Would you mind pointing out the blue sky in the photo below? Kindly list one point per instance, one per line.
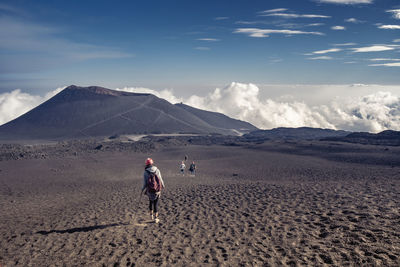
(320, 63)
(197, 44)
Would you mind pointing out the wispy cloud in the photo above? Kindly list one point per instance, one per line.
(395, 64)
(389, 27)
(373, 48)
(332, 50)
(202, 48)
(384, 59)
(208, 39)
(346, 2)
(274, 10)
(221, 18)
(30, 46)
(345, 44)
(262, 33)
(321, 58)
(338, 28)
(293, 15)
(395, 12)
(354, 20)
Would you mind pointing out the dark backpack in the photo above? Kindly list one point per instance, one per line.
(153, 183)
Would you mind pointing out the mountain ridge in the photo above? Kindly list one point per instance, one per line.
(96, 111)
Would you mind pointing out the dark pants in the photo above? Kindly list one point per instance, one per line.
(153, 205)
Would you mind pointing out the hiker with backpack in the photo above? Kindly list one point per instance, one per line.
(182, 168)
(192, 168)
(152, 184)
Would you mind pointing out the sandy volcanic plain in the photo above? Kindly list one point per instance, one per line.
(272, 204)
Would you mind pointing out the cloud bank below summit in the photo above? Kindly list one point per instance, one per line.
(373, 113)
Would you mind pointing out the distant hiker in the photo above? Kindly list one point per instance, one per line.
(183, 167)
(192, 168)
(153, 184)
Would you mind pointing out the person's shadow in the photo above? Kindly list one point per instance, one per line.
(81, 229)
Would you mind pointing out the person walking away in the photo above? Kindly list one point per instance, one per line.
(153, 184)
(183, 167)
(192, 168)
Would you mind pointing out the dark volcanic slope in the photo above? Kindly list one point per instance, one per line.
(95, 111)
(387, 138)
(218, 119)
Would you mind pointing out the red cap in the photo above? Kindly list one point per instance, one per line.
(149, 161)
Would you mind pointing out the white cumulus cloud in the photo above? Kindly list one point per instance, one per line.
(374, 112)
(395, 12)
(262, 33)
(15, 103)
(326, 51)
(338, 28)
(347, 2)
(389, 27)
(373, 48)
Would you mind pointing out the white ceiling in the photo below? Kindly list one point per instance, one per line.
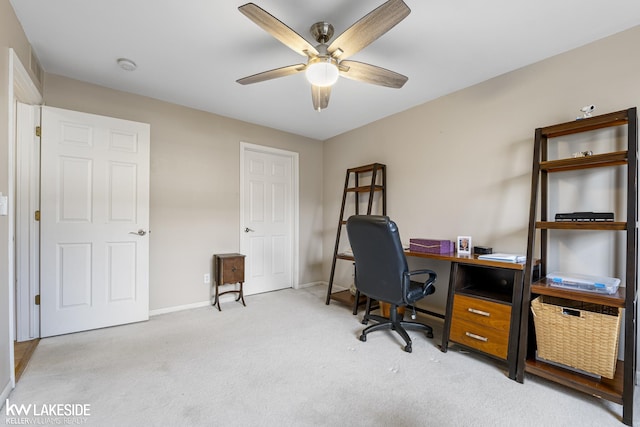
(191, 52)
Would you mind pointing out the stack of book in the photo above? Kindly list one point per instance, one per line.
(503, 257)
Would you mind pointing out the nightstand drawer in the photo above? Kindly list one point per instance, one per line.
(229, 268)
(482, 312)
(488, 340)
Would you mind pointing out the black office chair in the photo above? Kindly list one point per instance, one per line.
(382, 274)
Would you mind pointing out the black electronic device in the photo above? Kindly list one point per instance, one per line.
(585, 216)
(482, 250)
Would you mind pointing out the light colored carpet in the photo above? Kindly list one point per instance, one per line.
(287, 359)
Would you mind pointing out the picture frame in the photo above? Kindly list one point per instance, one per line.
(463, 245)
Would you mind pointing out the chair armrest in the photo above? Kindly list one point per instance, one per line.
(431, 273)
(426, 288)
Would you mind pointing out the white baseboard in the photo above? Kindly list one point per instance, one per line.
(179, 308)
(5, 393)
(224, 298)
(308, 285)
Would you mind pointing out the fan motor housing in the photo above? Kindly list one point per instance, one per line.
(321, 31)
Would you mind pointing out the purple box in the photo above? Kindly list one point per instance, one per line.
(431, 246)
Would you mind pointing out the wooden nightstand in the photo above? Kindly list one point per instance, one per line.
(228, 269)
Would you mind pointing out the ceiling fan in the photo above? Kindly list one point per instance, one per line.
(326, 62)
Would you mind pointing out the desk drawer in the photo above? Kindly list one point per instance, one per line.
(481, 312)
(488, 340)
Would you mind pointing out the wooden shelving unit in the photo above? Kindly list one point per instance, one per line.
(619, 389)
(355, 188)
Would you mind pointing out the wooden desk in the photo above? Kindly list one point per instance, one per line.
(484, 304)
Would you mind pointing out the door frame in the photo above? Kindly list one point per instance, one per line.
(21, 87)
(294, 157)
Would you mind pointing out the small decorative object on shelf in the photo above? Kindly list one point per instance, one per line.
(463, 245)
(587, 110)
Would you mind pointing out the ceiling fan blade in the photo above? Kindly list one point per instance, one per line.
(372, 74)
(369, 28)
(278, 29)
(272, 74)
(320, 97)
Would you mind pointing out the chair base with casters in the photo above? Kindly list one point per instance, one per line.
(394, 324)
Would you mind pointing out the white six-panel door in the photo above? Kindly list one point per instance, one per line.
(267, 219)
(94, 221)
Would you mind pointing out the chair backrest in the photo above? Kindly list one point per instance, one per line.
(380, 261)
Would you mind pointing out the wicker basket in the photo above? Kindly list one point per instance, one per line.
(579, 335)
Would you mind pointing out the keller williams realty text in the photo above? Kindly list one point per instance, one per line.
(48, 410)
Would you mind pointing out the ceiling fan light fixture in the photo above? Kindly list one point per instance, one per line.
(126, 64)
(322, 71)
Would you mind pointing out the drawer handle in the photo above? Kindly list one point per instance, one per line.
(476, 337)
(481, 313)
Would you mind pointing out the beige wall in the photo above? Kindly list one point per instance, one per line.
(461, 164)
(11, 36)
(195, 185)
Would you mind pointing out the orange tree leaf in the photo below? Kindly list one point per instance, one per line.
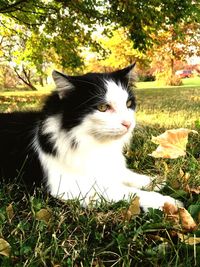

-*-

[What you will do]: Can you write out every entry again with "Kindly" changed to "Please" wherever it occurs, keeping the rest the same and leaving out the pictures?

[The response]:
Would you mind pointing out the blue sky in the photo below? Please list one point per instance, one per line.
(320, 63)
(197, 44)
Would you mind pointing out the wispy cloud in the photo above? Please list one point per instance, one per line.
(395, 64)
(389, 27)
(373, 48)
(332, 50)
(202, 48)
(384, 59)
(208, 39)
(346, 2)
(274, 10)
(221, 18)
(30, 46)
(345, 44)
(262, 33)
(321, 58)
(338, 28)
(293, 15)
(395, 12)
(354, 20)
Would you mind pointing out the dark backpack in the photo above? Please list one point per instance, one per line.
(153, 183)
Would you mind pointing out the mountain ridge in the photo above? Please list one point per instance, one per line.
(96, 111)
Would you mind pointing out the dark pants in the photo above? Please list one point per instance, one per line.
(153, 205)
Would you mind pointing out the hiker with backpack in the photo above? Please list one point per instance, one per line.
(182, 168)
(192, 168)
(152, 184)
Would you mind pointing out the sandy volcanic plain in the photo above? Please list one point per instance, one per line.
(272, 204)
Would you mind pointing out the cloud bank below summit in the photo above? Please list one point per instance, one per line.
(373, 113)
Would you mind pointing out the distant hiker in the photo above? Please list one point per instance, one per line.
(183, 167)
(192, 168)
(153, 184)
Would you mind pointing out the person's shadow in the photo above? Please list one point per instance, one per line.
(81, 229)
Would you mind pointing out the person walking away in the photo above? Please list one point per instance, one per line.
(153, 184)
(183, 167)
(192, 168)
Would you mind pointing out the dark volcanic slope in the photo above? Please list one point per instance, one per line.
(95, 111)
(387, 138)
(218, 119)
Would you mind pointing out the red cap in the photo above? Please list one point per instance, one per line.
(149, 161)
Would you mind pointing out the white cumulus cloud in the photo above? Please list one point per instance, one per line.
(374, 112)
(395, 12)
(262, 33)
(15, 103)
(326, 51)
(338, 28)
(347, 2)
(389, 27)
(373, 48)
Would you mind pointing out the white ceiling in the photo below? Please list one point per instance, one per line.
(191, 52)
Would you mind pointing out the stack of book in the photo above? Please list one point per instance, one per line.
(503, 257)
Would you mind pointing out the nightstand drawer in the photo above? Please list one point per instance, one per line.
(229, 268)
(482, 312)
(488, 340)
Would you mind pointing out the black office chair in the photo above? Please list one point per instance, one per line.
(382, 274)
Would you mind pointing out the black electronic device in the photo above? Please list one point per instance, one per line.
(585, 216)
(482, 250)
Would you mind pointing out the light colored carpet in the photo above? Please list one point per instance, one per line.
(287, 359)
Would you mind pointing out the picture frame in the photo above? Please list one point per instance, one per line.
(463, 245)
Would you mind pointing out the chair armrest in the photo above? Please list one point per instance, one per line.
(431, 273)
(426, 288)
Would you mind pointing out the white baseboard in the photo above? Please list one point per instance, one per line.
(179, 308)
(5, 393)
(224, 298)
(308, 285)
Would you mind pointing out the fan motor housing in the photo above? Please list one point per instance, one per line.
(321, 31)
Would you mind pointing out the purple box in the photo above? Please list one point per instance, one per line.
(431, 246)
Would you mind pointing out the wooden nightstand in the photo above? Please list one point per instance, one per line.
(228, 269)
Would you mind pointing out the ceiling fan in the photo above? Please list one point per instance, one per line.
(326, 62)
Would you mind pointing out the desk drawer in the photo above? Please list one point per instance, one per line.
(481, 312)
(488, 340)
Would you mind pointing out the wooden shelving unit in the photo above? Please list one point per instance, one per line.
(619, 389)
(355, 188)
Would you mind pointing out the wooden desk in the photo above? Please list one point per instance, one per line.
(484, 304)
Would you mind pointing out the door frame in the photo above? Please list one point per instance, one per line.
(21, 87)
(294, 157)
Would you mind pointing out the small decorative object on shelf in the photo above? Please list one point per instance, one per line.
(463, 245)
(587, 110)
Would you mind pointing out the ceiling fan blade in the photo above? Please list one point per instance, one per line.
(372, 74)
(369, 28)
(278, 29)
(272, 74)
(320, 97)
Would you mind pointing out the chair base with casters in the photo above? Please list one point per instance, one per line.
(394, 324)
Would you mind pointing out the white six-panel door in the photo above? Please list one point per instance, one per line.
(267, 219)
(94, 221)
Would you mind pointing out the chair backrest in the photo above? Please list one point per instance, one per line.
(380, 261)
Would you mind pointing out the wicker basket in the photo above? Please list one point per instance, one per line.
(579, 335)
Would you mind pointing out the keller williams realty text in the photo above? Please list one point per instance, one per line.
(48, 410)
Would you mind pointing out the ceiling fan light fixture in the photo above? Please list one point per instance, one per line.
(126, 64)
(322, 71)
Would you mind pointing out the drawer handle in the photo above? Please list one point per instance, one per line.
(476, 337)
(481, 313)
Would you mind pointing out the beige wall in the photo above? Please list one point per instance, one per line.
(461, 164)
(11, 36)
(195, 185)
Would you mind pointing out the orange tree leaf in the photo below? Please list one point per instance, one per line.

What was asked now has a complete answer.